*Exercise objective*:
From the line that contains "Target: green lawn" through the line that contains "x=575, y=400", output every line of the listing below exactly and leave out all the rest.

· · · · · · ·

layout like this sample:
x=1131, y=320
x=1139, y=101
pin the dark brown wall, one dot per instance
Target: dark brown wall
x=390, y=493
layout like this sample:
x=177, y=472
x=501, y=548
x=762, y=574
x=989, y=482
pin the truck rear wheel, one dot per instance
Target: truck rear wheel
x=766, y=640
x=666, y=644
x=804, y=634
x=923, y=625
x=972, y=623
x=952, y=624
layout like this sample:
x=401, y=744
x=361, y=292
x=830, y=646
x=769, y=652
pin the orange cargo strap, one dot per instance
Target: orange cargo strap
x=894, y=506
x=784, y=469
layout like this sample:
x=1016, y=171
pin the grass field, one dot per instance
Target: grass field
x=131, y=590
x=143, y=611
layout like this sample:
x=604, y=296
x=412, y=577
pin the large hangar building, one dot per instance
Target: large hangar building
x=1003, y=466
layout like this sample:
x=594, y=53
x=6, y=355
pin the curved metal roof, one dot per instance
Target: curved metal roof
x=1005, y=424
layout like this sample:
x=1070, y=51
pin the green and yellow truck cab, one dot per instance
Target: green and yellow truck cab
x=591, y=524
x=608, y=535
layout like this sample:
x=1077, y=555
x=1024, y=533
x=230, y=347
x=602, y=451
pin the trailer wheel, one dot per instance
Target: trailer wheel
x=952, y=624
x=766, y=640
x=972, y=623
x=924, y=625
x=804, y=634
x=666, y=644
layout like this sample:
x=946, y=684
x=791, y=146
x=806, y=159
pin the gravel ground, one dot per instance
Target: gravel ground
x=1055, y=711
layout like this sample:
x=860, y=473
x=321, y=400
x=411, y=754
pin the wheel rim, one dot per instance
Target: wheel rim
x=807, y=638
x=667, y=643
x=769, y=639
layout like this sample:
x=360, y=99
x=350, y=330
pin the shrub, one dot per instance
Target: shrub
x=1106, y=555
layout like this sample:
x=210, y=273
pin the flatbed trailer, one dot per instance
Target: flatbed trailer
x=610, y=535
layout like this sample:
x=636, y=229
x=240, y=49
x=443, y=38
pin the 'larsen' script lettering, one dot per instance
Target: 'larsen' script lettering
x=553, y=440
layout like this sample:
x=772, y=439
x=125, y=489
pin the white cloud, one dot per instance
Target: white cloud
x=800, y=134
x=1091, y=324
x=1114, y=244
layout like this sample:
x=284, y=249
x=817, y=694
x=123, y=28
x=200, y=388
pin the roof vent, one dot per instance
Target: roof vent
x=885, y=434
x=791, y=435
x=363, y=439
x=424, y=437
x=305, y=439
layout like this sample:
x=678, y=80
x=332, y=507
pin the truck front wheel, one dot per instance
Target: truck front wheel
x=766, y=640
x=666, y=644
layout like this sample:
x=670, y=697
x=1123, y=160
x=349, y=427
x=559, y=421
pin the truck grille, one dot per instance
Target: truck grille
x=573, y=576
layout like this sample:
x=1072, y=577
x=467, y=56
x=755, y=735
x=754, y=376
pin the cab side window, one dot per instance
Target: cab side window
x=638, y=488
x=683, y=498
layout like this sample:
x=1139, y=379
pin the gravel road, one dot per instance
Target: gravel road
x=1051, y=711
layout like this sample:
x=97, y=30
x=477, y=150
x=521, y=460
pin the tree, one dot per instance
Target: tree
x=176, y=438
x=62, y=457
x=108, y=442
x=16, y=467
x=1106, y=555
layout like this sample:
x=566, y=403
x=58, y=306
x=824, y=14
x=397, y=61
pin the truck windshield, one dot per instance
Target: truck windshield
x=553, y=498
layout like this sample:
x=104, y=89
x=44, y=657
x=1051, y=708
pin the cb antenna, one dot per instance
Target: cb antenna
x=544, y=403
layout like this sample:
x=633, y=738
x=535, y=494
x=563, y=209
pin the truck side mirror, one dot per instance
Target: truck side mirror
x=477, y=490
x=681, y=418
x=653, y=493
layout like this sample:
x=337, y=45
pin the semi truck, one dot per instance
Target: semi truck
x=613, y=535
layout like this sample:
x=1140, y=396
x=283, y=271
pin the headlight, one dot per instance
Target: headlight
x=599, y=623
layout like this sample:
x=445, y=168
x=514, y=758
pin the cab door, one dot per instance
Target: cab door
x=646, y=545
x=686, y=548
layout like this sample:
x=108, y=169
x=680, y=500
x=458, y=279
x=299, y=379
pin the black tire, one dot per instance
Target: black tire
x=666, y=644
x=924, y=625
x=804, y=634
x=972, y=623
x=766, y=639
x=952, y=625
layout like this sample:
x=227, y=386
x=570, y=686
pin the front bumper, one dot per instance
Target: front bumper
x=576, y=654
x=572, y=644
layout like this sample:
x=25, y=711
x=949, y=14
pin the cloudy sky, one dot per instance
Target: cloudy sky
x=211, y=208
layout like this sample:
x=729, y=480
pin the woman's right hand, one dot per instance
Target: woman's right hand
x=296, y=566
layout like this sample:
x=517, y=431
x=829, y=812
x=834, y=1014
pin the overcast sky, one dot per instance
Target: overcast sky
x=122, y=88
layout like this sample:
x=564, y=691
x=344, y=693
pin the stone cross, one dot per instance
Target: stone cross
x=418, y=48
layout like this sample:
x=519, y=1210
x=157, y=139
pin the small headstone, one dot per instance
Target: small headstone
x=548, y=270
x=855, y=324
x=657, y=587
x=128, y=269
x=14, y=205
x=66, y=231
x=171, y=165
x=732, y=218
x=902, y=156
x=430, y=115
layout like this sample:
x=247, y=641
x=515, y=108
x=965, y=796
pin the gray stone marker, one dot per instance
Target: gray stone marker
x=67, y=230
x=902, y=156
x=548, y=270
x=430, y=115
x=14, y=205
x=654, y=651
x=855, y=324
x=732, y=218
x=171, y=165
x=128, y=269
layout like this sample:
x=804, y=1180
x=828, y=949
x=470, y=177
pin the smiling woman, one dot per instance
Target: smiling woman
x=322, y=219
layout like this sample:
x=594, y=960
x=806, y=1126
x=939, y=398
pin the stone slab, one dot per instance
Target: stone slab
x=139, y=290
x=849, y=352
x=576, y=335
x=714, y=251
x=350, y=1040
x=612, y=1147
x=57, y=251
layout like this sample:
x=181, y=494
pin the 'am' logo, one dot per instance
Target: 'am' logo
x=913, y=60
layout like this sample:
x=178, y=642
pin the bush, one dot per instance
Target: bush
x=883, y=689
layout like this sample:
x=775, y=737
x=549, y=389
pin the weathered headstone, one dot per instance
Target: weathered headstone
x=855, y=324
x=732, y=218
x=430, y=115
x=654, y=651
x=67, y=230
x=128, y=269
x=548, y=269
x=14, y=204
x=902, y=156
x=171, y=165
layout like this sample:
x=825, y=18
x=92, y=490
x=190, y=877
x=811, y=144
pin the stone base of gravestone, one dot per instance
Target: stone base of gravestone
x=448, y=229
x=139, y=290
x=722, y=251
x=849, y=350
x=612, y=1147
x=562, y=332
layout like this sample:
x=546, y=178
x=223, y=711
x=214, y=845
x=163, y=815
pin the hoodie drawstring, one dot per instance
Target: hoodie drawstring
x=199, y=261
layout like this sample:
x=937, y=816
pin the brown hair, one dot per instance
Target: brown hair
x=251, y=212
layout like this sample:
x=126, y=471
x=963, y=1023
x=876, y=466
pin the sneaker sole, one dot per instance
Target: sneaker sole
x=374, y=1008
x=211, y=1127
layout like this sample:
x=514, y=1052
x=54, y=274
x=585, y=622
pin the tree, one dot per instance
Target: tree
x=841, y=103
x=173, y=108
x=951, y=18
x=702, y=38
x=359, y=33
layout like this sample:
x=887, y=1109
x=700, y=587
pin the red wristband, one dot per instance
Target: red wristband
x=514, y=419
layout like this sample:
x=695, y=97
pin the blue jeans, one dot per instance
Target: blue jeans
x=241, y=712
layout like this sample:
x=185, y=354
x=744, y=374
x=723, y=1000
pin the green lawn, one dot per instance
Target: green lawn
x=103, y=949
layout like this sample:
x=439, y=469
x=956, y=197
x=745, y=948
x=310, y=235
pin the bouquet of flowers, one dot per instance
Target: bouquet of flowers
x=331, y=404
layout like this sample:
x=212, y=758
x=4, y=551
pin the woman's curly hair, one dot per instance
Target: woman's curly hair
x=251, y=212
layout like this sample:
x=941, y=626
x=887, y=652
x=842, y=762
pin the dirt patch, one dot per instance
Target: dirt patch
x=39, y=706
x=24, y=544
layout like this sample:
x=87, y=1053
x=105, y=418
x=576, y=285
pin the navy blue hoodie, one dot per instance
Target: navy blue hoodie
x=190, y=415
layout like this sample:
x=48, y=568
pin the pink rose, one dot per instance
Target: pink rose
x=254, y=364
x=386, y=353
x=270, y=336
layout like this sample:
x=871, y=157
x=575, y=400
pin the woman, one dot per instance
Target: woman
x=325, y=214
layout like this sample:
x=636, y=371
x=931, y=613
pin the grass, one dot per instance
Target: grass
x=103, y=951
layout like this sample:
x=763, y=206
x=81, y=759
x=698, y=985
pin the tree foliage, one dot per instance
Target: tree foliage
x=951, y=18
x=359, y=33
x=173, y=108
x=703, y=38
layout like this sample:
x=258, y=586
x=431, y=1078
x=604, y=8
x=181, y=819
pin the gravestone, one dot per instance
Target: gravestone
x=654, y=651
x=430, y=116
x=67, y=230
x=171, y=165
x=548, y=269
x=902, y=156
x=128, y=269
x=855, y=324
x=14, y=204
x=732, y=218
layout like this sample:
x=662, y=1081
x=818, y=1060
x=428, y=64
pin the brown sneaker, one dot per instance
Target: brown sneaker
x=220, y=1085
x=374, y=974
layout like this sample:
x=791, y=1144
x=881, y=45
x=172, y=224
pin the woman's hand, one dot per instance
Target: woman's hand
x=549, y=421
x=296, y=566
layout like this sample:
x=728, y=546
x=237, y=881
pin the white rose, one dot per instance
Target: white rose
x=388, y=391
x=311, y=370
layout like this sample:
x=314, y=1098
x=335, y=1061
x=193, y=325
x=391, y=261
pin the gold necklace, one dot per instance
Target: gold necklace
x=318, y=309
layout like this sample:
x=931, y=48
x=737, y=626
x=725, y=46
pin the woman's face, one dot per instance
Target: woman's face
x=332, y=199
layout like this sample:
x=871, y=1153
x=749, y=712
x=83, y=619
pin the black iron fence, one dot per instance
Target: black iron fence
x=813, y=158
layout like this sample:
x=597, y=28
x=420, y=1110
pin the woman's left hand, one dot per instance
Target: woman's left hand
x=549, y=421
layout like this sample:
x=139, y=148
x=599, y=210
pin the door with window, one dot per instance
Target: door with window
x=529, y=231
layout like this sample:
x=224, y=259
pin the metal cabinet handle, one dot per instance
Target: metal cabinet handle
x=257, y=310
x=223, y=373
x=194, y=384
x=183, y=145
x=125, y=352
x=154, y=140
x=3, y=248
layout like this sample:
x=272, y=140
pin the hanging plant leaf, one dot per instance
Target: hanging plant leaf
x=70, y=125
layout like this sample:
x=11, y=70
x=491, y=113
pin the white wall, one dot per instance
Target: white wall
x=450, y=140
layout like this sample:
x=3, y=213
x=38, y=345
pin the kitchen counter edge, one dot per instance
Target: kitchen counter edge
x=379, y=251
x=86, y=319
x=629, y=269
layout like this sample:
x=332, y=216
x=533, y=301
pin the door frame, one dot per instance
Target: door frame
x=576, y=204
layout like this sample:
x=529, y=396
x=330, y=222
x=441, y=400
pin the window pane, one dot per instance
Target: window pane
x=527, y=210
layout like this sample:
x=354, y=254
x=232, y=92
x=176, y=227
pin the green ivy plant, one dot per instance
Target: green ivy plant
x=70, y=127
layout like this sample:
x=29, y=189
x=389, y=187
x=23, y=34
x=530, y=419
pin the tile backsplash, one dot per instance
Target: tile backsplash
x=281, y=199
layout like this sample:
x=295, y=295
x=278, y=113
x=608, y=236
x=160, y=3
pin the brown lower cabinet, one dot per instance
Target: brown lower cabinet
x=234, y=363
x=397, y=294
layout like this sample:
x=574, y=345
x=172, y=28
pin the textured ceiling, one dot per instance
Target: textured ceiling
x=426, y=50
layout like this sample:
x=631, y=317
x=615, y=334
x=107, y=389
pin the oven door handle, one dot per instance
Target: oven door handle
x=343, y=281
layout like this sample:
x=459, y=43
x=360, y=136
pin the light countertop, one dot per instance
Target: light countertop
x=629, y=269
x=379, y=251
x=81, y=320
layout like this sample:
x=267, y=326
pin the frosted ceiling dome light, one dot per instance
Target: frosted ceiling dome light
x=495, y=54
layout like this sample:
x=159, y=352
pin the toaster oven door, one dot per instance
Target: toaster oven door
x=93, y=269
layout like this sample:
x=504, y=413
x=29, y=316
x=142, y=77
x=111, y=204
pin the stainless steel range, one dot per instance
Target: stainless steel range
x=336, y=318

· · · · · · ·

*Result below*:
Target: green lawn
x=103, y=949
layout like this sample:
x=439, y=469
x=956, y=197
x=745, y=948
x=310, y=235
pin the bouquet of flowers, one dot per instance
Target: bouquet of flowers
x=331, y=404
layout like this sample:
x=212, y=758
x=4, y=551
pin the woman's curly hair, one dot per instance
Target: woman's curly hair
x=251, y=212
layout like this sample:
x=941, y=626
x=887, y=652
x=842, y=762
pin the dirt patch, one dot per instance
Target: dirt patch
x=39, y=706
x=24, y=544
layout like this sample:
x=87, y=1053
x=105, y=418
x=576, y=285
pin the navy blue hoodie, one dot per instance
Target: navy blue hoodie
x=190, y=415
layout like this sample:
x=48, y=568
pin the pink rose, one dot per instance
Target: pink rose
x=254, y=364
x=386, y=353
x=270, y=336
layout like this sample:
x=871, y=157
x=575, y=400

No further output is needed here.